Problem description:
Reproduce the records word for word from their first line through the line containing "[0,162,79,213]", including that line, and omit the pictures.

Data supplied:
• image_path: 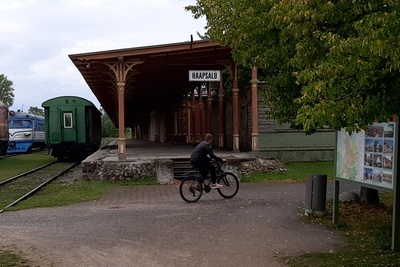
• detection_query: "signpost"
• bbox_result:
[189,70,221,82]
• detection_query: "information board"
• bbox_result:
[336,122,397,190]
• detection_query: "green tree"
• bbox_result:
[28,107,44,116]
[0,74,14,107]
[186,0,400,206]
[186,0,400,132]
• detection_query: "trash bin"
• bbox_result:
[305,174,328,216]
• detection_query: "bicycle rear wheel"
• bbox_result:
[217,172,239,198]
[179,176,203,203]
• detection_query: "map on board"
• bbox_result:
[336,122,396,192]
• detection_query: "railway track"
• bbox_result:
[0,162,79,213]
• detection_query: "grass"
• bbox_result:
[286,193,400,267]
[0,150,55,181]
[0,160,400,267]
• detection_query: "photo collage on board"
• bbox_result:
[363,123,395,188]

Answer for the task:
• image_path: 
• detection_query: "signpost"
• bbox_result:
[189,70,221,82]
• detection_query: "information board"
• bbox_result:
[336,122,397,190]
• detection_query: "green tree"
• bbox_result:
[28,107,44,116]
[0,74,14,107]
[186,0,400,206]
[186,0,400,132]
• detection_query: "trash bin"
• bbox_result:
[305,174,328,216]
• detection_query: "bicycle rear wheel"
• bbox_result:
[217,172,239,198]
[179,176,203,203]
• detection_query: "map on board"
• bbox_result:
[336,122,396,192]
• detection_query: "railway track"
• bbox_result:
[0,162,79,213]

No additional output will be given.